◆ **Exercise**: Copy out, from the data below, each line in which the word "white" occurs.

◆ **Exercise inputs**:
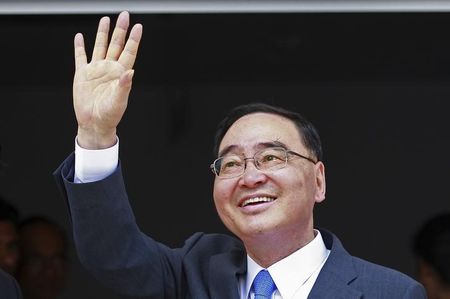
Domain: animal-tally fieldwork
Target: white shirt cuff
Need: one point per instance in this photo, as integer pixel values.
(95, 165)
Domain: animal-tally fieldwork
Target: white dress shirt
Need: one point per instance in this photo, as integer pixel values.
(294, 275)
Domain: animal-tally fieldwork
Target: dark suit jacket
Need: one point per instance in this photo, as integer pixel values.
(111, 246)
(8, 287)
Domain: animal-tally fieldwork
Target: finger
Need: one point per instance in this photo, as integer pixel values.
(80, 53)
(129, 53)
(101, 40)
(124, 87)
(118, 37)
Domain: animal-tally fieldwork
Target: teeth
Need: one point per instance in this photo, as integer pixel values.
(257, 200)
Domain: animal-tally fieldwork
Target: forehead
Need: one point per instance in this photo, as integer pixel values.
(253, 129)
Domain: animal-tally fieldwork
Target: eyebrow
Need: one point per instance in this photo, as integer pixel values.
(260, 145)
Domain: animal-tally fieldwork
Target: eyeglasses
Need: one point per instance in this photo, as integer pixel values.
(272, 158)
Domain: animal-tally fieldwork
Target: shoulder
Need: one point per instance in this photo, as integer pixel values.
(372, 280)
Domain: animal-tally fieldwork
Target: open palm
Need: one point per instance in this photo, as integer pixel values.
(101, 87)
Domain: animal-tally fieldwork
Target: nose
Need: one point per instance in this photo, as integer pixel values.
(252, 176)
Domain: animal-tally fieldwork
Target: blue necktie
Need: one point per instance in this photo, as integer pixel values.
(263, 285)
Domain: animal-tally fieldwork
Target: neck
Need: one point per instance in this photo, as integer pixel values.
(268, 248)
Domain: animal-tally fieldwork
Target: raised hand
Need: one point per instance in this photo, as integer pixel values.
(101, 87)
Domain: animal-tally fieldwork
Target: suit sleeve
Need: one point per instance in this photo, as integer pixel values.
(109, 242)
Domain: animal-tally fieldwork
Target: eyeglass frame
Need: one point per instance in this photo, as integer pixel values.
(245, 159)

◆ **Your solution**:
Target: white shirt cuff
Target: white dress shirt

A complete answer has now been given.